━━━━━ Pagina

Il centro di questa teologia riformata e sincretistica è il Sole, a cui Giuliano dedica l’orazione A Helios re, composta ad Antiochia nell’inverno del 362 e concepita come una sorta di omelia teologica per la festa del Sol invictus che ricorreva il 25 dicembre. Giuliano distingue tra il Sole sensibile e quello “intelligente”, una divinità, da lui identificata con Zeus, Ade, Apollo e Serapide4, della quale l’astro è la concreta manifestazione: questo occupa una posizione mediana nella gerarchia delle sfere planetarie e consente la vita e l’esistenza degli esseri sensibili, mentre il dio, emanazione diretta dell’Uno, esercita una funzione mediatrice e unificante rispetto agli altri dèi “intelligenti” (a loro volta mediatori tra il mondo intelligibile e quello sensibile). Giuliano offre quindi un saggio di interpretazione allegorico-etimologica di alcune espressioni di Omero ed Esiodo, per dimostrare la continuità della sua dottrina con la più antica e veneranda tradizione greca5:
L’uno6, nel tracciare la sua genealogia, lo disse figlio di Iperione [Hyperíonos] e di Teia, evidentemente con queste parole intendendo significare che esso è progenie legittima di Colui che è superiore [hyperéchontos] a tutto: chi altri infatti sarebbe Iperione rispetto a questo? E la stessa Teia [Theia], in un’altra maniera, non è un modo per indicare il più divino [tò theiótaton] degli esseri? E non stiamo a immaginare accoppiamenti e nozze, giochetti inverosimili e assurdi della musa poetica, ma piuttosto reputiamo suo padre l’essere più divino ed eccelso: e chi altri potrebbe essere tale, se non Colui che sta al di là di ogni cosa e intorno al quale e per il quale tutte le cose sono? Omero7 poi lo chiama Iperione dal nome del padre, e mostra il suo essere indipendente e più forte di ogni necessità. Zeus, infatti, come dice lui, essendo signore di ogni cosa, costringe gli altri, ma quando nel mito8 questo dio [i.e. Helios] dice che per l’empietà dei compagni di Odisseo abbandonerà l’Olimpo, non dice più “Vi potrei tirare su con tutta la terra e con tutto il mare”9 né minaccia catene e violenza, ma promette che infliggerà una punizione ai colpevoli, e gli chiede di splendere fra gli dèi. Con queste parole non intende forse dire che, oltre all’autonomia, il sole possiede anche capacità di perfezionamento? Per quale altro motivo infatti gli dèihanno bisogno di lui, se non perché, illuminandoli invisibilmente per l’essenza e l’essere, è atto a portare ad effetto i beni di cui dicevamo?

━━━━━━━━━━
━━━━━ Contenuto del dataset

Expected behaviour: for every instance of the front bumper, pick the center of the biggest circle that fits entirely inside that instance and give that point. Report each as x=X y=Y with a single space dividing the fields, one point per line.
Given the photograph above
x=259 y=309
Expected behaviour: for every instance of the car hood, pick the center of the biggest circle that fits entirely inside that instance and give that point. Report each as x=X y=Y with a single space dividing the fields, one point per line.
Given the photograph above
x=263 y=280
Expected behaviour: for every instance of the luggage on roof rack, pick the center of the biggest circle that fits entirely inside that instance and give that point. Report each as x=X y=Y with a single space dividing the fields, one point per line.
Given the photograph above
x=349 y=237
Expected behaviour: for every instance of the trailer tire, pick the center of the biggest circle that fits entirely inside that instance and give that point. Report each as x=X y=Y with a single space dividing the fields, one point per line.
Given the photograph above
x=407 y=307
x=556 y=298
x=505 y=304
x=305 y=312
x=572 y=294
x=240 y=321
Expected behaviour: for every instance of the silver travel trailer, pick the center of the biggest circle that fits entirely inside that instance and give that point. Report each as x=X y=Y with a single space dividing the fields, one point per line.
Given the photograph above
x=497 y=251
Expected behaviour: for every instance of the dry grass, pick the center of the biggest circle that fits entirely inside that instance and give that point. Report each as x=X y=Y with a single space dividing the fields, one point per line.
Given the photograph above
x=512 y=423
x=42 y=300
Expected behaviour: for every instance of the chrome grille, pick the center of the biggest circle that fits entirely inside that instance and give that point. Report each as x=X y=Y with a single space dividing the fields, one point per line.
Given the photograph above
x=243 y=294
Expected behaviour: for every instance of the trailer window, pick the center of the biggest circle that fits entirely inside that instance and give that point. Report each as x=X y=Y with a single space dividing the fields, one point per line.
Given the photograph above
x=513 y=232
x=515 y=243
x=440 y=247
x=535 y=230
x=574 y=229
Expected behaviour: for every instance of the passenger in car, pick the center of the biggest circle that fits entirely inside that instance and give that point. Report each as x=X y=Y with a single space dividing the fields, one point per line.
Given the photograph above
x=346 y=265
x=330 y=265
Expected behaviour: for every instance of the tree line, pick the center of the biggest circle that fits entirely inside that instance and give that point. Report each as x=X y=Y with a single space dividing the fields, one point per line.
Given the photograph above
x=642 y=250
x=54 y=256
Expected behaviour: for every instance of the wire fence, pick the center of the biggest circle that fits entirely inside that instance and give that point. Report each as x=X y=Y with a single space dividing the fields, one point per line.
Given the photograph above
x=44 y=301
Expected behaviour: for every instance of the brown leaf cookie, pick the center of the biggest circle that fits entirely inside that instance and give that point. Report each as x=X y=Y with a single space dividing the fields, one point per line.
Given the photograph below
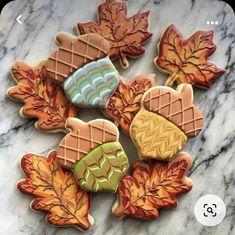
x=73 y=53
x=124 y=104
x=126 y=36
x=151 y=186
x=165 y=122
x=56 y=192
x=42 y=99
x=186 y=60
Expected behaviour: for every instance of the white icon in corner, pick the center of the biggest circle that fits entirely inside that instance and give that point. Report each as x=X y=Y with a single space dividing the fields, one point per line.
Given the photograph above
x=210 y=210
x=18 y=19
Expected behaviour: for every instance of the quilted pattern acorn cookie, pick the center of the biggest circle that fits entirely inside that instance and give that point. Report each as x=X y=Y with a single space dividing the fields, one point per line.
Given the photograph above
x=82 y=66
x=186 y=60
x=165 y=122
x=94 y=153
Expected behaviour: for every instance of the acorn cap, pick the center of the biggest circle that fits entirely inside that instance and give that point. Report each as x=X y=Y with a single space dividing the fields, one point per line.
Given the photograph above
x=84 y=137
x=176 y=106
x=73 y=53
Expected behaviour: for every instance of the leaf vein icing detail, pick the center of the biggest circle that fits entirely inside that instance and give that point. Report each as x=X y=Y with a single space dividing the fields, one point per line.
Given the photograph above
x=102 y=168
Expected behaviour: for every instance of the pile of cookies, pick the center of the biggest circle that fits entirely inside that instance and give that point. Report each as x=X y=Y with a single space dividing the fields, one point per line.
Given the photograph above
x=158 y=119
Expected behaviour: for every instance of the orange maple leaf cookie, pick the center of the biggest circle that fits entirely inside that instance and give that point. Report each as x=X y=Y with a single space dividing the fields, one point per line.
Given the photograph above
x=166 y=120
x=126 y=36
x=186 y=60
x=42 y=99
x=56 y=192
x=151 y=186
x=124 y=104
x=93 y=152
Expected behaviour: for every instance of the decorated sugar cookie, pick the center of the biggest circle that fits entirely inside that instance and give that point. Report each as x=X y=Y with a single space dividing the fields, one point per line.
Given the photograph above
x=165 y=122
x=186 y=60
x=124 y=104
x=82 y=66
x=151 y=186
x=93 y=152
x=126 y=36
x=43 y=99
x=56 y=192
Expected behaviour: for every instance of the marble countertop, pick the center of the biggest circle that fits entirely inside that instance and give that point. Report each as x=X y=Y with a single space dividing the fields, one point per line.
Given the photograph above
x=213 y=150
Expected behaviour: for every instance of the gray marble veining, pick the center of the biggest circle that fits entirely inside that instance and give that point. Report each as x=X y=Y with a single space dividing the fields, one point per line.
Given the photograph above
x=213 y=150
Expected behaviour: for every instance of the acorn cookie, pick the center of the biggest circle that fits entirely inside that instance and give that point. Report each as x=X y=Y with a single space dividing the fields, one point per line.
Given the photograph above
x=165 y=122
x=82 y=66
x=93 y=152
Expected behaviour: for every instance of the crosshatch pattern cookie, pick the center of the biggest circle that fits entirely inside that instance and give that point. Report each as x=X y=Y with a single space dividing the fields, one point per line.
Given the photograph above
x=93 y=152
x=126 y=36
x=124 y=104
x=186 y=60
x=151 y=186
x=73 y=53
x=165 y=122
x=56 y=192
x=42 y=99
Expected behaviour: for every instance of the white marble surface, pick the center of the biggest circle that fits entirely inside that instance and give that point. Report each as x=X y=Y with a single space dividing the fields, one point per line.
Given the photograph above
x=213 y=151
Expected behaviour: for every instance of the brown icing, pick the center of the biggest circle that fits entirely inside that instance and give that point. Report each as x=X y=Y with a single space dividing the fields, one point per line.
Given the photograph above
x=73 y=53
x=176 y=106
x=84 y=137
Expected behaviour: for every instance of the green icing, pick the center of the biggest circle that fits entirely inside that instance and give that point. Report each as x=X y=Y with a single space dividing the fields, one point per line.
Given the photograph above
x=102 y=168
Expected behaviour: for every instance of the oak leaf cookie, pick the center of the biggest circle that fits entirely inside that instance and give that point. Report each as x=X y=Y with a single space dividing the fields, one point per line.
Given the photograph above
x=151 y=186
x=186 y=60
x=165 y=122
x=124 y=104
x=56 y=192
x=94 y=153
x=43 y=99
x=82 y=66
x=126 y=36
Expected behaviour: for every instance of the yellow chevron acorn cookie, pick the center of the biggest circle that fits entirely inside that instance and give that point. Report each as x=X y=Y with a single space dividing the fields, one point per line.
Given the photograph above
x=166 y=120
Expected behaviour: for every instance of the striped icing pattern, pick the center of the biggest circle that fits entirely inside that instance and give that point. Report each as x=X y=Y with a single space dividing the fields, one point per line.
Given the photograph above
x=93 y=84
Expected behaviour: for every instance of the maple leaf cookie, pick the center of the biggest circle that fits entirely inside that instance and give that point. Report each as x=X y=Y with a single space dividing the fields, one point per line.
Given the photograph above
x=82 y=66
x=126 y=35
x=93 y=152
x=43 y=99
x=166 y=120
x=56 y=192
x=186 y=60
x=125 y=102
x=151 y=186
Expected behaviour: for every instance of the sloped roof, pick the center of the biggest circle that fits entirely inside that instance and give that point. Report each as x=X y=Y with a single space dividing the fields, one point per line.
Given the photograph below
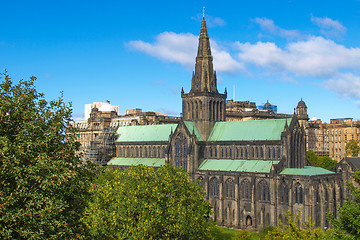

━━━━━━━━━━

▶ [Sfida 1]: Secondo il testo sull'orazione di Giuliano al Sole, perché Giuliano interpreta in chiave allegorico-etimologica alcune espressioni di Omero ed Esiodo? Rispondi in una o due frasi.
▶ [Sfida 2]: Nelle voci del dataset, trascrivi in una tabella Markdown il tratto che va dalla riga contenente "Expected behaviour: for every instance of the white marble" alla riga contenente "x=213 y=151", entrambe incluse. Usa le colonne Nr, per il numero progressivo, e Riga, per il testo della riga, e tralascia le righe vuote.

▶ [Risposta scritta 1]: Giuliano interpreta così alcune espressioni di Omero ed Esiodo per dimostrare che la sua dottrina è in continuità con la più antica e veneranda tradizione greca.

▶ [Risposta scritta 2]:
| Nr | Riga |
|---|---|
| 1 | Expected behaviour: for every instance of the white marble surface, pick the center of the biggest circle that fits entirely inside that instance and give that point. Report each as x=X y=Y with a single space dividing the fields, one point per line. |
| 2 | Given the photograph above |
| 3 | x=213 y=151 |